# EXERCISE BRIEF
Please give the records below back in full, exactly as shown.

BEGIN EXERCISE DATA

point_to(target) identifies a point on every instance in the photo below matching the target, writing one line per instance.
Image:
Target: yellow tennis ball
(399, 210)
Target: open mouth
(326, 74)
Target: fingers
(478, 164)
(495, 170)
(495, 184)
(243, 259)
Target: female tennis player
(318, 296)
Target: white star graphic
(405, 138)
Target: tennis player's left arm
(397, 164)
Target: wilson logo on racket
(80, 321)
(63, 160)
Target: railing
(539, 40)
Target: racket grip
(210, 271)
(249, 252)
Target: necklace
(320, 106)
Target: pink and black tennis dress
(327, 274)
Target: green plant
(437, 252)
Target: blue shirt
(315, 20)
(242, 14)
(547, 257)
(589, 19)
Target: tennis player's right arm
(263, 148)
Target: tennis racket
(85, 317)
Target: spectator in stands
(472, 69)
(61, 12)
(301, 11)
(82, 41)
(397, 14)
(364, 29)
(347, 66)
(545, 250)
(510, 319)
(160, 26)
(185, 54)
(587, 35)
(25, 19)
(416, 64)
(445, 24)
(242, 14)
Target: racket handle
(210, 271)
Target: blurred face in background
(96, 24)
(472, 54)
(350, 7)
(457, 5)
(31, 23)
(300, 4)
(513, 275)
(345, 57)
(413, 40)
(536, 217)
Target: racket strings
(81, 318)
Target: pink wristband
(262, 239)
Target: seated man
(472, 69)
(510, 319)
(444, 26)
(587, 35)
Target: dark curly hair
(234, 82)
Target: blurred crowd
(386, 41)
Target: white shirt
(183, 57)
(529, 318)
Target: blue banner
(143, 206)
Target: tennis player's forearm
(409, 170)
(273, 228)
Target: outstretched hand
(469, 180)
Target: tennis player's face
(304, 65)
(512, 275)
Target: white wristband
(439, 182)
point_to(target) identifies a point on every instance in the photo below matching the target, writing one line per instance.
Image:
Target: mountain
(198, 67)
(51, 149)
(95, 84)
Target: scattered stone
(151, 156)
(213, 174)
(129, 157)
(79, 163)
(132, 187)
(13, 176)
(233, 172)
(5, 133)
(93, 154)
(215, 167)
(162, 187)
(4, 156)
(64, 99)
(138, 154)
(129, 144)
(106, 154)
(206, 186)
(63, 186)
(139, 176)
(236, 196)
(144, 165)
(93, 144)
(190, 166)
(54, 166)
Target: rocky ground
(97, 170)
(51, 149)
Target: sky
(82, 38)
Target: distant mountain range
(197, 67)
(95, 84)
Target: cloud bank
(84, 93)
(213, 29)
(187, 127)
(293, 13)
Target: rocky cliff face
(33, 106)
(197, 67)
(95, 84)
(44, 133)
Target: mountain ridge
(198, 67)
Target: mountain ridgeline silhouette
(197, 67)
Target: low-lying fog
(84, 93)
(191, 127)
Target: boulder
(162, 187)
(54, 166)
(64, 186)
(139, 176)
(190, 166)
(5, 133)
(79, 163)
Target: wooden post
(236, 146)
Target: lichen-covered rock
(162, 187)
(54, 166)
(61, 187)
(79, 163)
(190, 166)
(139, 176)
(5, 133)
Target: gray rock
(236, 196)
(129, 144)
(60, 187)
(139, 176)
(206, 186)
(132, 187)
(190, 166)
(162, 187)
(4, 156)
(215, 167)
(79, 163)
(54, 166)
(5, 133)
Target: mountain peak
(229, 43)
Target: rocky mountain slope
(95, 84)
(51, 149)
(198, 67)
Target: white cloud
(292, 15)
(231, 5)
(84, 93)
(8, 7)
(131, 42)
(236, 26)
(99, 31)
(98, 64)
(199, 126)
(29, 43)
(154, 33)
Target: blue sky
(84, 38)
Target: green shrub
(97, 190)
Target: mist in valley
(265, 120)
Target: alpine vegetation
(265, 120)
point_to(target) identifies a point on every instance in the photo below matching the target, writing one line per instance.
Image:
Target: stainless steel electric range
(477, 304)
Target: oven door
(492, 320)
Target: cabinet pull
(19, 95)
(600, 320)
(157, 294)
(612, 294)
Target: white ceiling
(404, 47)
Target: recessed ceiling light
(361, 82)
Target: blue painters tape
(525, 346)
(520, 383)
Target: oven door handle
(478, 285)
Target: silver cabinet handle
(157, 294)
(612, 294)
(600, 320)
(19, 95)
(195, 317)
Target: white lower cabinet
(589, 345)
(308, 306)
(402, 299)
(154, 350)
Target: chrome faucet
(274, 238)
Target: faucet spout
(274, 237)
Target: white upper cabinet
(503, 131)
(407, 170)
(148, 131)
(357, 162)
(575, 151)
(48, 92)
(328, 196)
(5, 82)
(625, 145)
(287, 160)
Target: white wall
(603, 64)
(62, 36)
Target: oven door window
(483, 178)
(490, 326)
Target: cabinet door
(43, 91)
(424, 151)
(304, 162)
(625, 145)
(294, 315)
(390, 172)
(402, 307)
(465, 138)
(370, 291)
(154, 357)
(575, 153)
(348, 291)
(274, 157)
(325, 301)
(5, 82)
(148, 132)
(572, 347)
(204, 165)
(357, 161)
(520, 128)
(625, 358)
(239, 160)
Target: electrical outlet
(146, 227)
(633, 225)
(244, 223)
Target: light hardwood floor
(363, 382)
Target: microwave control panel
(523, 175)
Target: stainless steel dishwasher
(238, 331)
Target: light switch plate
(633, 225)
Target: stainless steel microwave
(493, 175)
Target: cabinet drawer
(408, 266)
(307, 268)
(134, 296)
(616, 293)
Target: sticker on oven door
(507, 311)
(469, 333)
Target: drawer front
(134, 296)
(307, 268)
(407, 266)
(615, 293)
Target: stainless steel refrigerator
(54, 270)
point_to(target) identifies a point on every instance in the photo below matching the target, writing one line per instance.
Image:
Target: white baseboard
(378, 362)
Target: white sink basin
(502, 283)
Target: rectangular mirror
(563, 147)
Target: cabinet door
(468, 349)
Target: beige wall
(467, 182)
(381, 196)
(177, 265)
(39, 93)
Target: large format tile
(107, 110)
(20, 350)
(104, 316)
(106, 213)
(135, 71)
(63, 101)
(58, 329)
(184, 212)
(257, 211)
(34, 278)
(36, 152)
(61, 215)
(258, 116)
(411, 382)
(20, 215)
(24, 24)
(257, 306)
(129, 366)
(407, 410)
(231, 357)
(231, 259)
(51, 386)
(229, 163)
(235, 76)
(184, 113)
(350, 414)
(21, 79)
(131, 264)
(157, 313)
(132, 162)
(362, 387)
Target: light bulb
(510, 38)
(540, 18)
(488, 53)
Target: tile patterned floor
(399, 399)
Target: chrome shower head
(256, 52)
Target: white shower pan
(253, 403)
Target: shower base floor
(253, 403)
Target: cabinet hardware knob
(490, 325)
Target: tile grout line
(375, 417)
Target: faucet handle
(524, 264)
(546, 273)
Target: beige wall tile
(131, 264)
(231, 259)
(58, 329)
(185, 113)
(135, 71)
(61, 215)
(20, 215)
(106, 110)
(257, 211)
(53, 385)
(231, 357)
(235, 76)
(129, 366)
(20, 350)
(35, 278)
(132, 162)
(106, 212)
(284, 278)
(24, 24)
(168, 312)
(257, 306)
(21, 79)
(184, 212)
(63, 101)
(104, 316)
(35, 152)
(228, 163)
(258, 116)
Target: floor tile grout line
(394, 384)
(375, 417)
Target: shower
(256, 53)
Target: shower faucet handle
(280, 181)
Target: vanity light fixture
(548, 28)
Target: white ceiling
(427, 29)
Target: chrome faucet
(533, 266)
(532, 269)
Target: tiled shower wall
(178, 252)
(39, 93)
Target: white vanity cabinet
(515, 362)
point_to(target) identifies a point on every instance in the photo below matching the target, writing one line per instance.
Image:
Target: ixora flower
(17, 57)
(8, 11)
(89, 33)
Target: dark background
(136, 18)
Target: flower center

END EXERCISE DATA

# WORKED SOLUTION
point_to(target) identifies a point on every instance in the photo below matching the target, writing one line per instance.
Image:
Target: yellow tennis ball
(399, 210)
Target: open mouth
(326, 74)
Target: fingers
(478, 164)
(495, 170)
(495, 184)
(243, 259)
Target: female tennis player
(318, 296)
Target: white star graphic
(405, 138)
Target: tennis player's left arm
(397, 164)
Target: wilson logo on racket
(80, 321)
(63, 160)
Target: railing
(539, 40)
Target: racket grip
(210, 271)
(249, 252)
Target: necklace
(320, 106)
Target: pink and black tennis dress
(327, 274)
Target: green plant
(437, 252)
Target: blue shirt
(315, 20)
(242, 14)
(547, 257)
(589, 19)
Target: tennis player's right arm
(263, 148)
Target: tennis racket
(85, 317)
Target: spectator in stands
(472, 69)
(61, 12)
(301, 11)
(82, 41)
(397, 14)
(364, 29)
(347, 66)
(545, 250)
(510, 319)
(160, 26)
(185, 54)
(587, 35)
(25, 19)
(416, 64)
(445, 24)
(242, 14)
Target: racket handle
(210, 271)
Target: blurred face in background
(96, 24)
(472, 54)
(350, 7)
(457, 5)
(31, 23)
(300, 4)
(513, 275)
(345, 57)
(413, 40)
(536, 217)
Target: racket strings
(81, 318)
Target: pink wristband
(262, 239)
Target: seated man
(472, 69)
(510, 319)
(444, 26)
(587, 35)
Target: dark curly hair
(234, 82)
Target: blurred crowd
(386, 41)
Target: white shirt
(183, 57)
(529, 318)
Target: blue banner
(143, 206)
Target: tennis player's forearm
(409, 170)
(273, 228)
Target: outstretched hand
(469, 180)
Target: tennis player's face
(304, 65)
(512, 275)
Target: white wristband
(439, 182)
point_to(target) identifies a point on every instance in the photo below matching the target, writing one line per instance.
Image:
Target: mountain
(198, 67)
(51, 149)
(95, 84)
Target: scattered stone
(151, 156)
(213, 174)
(129, 157)
(79, 163)
(132, 187)
(13, 176)
(233, 172)
(5, 133)
(93, 154)
(215, 167)
(162, 187)
(4, 156)
(64, 99)
(138, 154)
(129, 144)
(106, 154)
(206, 186)
(63, 186)
(139, 176)
(236, 196)
(144, 165)
(93, 144)
(190, 166)
(54, 166)
Target: rocky ground
(97, 170)
(51, 149)
Target: sky
(82, 38)
Target: distant mountain range
(197, 67)
(95, 84)
Target: cloud bank
(84, 93)
(213, 29)
(187, 127)
(293, 13)
Target: rocky cliff face
(33, 106)
(197, 67)
(95, 84)
(44, 133)
Target: mountain ridge
(198, 67)
Target: mountain ridgeline silhouette
(197, 67)
Target: low-lying fog
(84, 93)
(191, 127)
Target: boulder
(162, 187)
(54, 166)
(64, 186)
(139, 176)
(190, 166)
(5, 133)
(79, 163)
Target: wooden post
(236, 146)
Target: lichen-covered rock
(162, 187)
(54, 166)
(61, 187)
(79, 163)
(190, 166)
(139, 176)
(5, 133)
Target: gray rock
(236, 196)
(129, 144)
(60, 187)
(139, 176)
(206, 186)
(132, 187)
(190, 166)
(162, 187)
(4, 156)
(215, 167)
(79, 163)
(54, 166)
(5, 133)
Target: mountain peak
(229, 43)
Target: rocky mountain slope
(95, 84)
(51, 149)
(198, 67)
Target: white cloud
(292, 15)
(231, 5)
(84, 93)
(8, 7)
(131, 42)
(236, 26)
(99, 31)
(98, 64)
(199, 126)
(29, 43)
(154, 33)
Target: blue sky
(84, 38)
Target: green shrub
(97, 190)
Target: mist in valley
(265, 120)
Target: alpine vegetation
(265, 120)
point_to(target) identifies a point on every instance in the photo below matching the target, writing one line per instance.
Image:
Target: stainless steel electric range
(477, 304)
Target: oven door
(492, 320)
Target: cabinet pull
(19, 95)
(600, 320)
(157, 294)
(612, 294)
Target: white ceiling
(404, 47)
Target: recessed ceiling light
(361, 82)
Target: blue painters tape
(525, 346)
(520, 383)
Target: oven door handle
(478, 285)
Target: silver cabinet handle
(157, 294)
(612, 294)
(600, 320)
(19, 95)
(195, 317)
Target: white lower cabinet
(589, 345)
(308, 306)
(402, 299)
(154, 350)
Target: chrome faucet
(274, 238)
Target: faucet spout
(274, 237)
Target: white upper cabinet
(503, 131)
(407, 170)
(148, 131)
(357, 162)
(575, 151)
(48, 92)
(328, 196)
(5, 82)
(625, 145)
(287, 160)
Target: white wall
(603, 64)
(62, 36)
Target: oven door window
(483, 178)
(490, 326)
Target: cabinet door
(43, 91)
(424, 151)
(304, 162)
(625, 145)
(294, 315)
(390, 172)
(402, 307)
(465, 138)
(370, 291)
(154, 357)
(575, 153)
(348, 291)
(274, 157)
(325, 301)
(5, 82)
(148, 132)
(572, 347)
(204, 165)
(357, 161)
(520, 128)
(625, 358)
(239, 160)
Target: electrical outlet
(146, 227)
(633, 225)
(244, 223)
Target: light hardwood floor
(363, 382)
Target: microwave control panel
(523, 175)
Target: stainless steel dishwasher
(238, 331)
Target: light switch plate
(633, 225)
Target: stainless steel microwave
(493, 175)
Target: cabinet drawer
(408, 266)
(307, 268)
(134, 296)
(616, 293)
Target: sticker on oven door
(507, 311)
(469, 333)
Target: drawer front
(134, 296)
(307, 268)
(407, 266)
(615, 293)
Target: stainless steel refrigerator
(54, 270)
point_to(target) identifies a point on every instance in the photo below matching the target, writing one line per instance.
Image:
Target: white baseboard
(378, 362)
Target: white sink basin
(502, 283)
Target: rectangular mirror
(563, 147)
Target: cabinet door
(468, 349)
Target: beige wall
(467, 182)
(381, 196)
(177, 265)
(39, 93)
Target: large format tile
(107, 110)
(20, 350)
(104, 316)
(106, 213)
(135, 71)
(63, 101)
(58, 329)
(184, 212)
(257, 211)
(34, 278)
(36, 152)
(61, 215)
(258, 116)
(411, 382)
(20, 215)
(24, 24)
(257, 306)
(129, 366)
(407, 410)
(231, 357)
(231, 259)
(51, 386)
(229, 163)
(235, 76)
(184, 113)
(350, 414)
(21, 79)
(131, 264)
(157, 313)
(132, 162)
(362, 387)
Target: light bulb
(510, 38)
(540, 18)
(488, 53)
Target: tile patterned floor
(399, 399)
Target: chrome shower head
(256, 52)
Target: white shower pan
(253, 403)
Target: shower base floor
(253, 403)
Target: cabinet hardware knob
(490, 325)
Target: tile grout line
(375, 417)
Target: faucet handle
(524, 264)
(546, 273)
Target: beige wall tile
(131, 264)
(231, 259)
(58, 329)
(185, 113)
(135, 71)
(61, 215)
(20, 215)
(106, 110)
(257, 211)
(53, 385)
(231, 357)
(235, 76)
(129, 366)
(20, 350)
(35, 278)
(132, 162)
(106, 212)
(284, 278)
(24, 24)
(168, 312)
(257, 306)
(21, 79)
(184, 212)
(63, 101)
(104, 316)
(35, 152)
(228, 163)
(258, 116)
Target: floor tile grout line
(394, 384)
(375, 417)
Target: shower
(256, 53)
Target: shower faucet handle
(280, 181)
Target: vanity light fixture
(548, 28)
Target: white ceiling
(427, 29)
Target: chrome faucet
(533, 266)
(532, 269)
Target: tiled shower wall
(178, 252)
(39, 93)
Target: white vanity cabinet
(515, 362)
point_to(target) identifies a point on every instance in the photo below matching the target, writing one line per instance.
Image:
Target: ixora flower
(17, 57)
(8, 11)
(89, 33)
Target: dark background
(136, 18)
Target: flower center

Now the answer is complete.